Source records
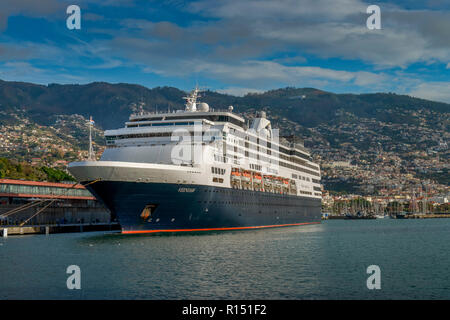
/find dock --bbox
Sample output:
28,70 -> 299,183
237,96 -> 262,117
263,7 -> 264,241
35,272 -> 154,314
0,222 -> 121,238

• _WHAT TO DO_: Write out these lines again, substituting "pier" for "dock" and keeping everything else the same. Leave out the pictures.

• _EXERCISE OUTPUT_:
/find pier --bbox
Sample output:
28,70 -> 299,183
237,96 -> 262,117
263,7 -> 264,241
35,272 -> 154,314
0,222 -> 121,238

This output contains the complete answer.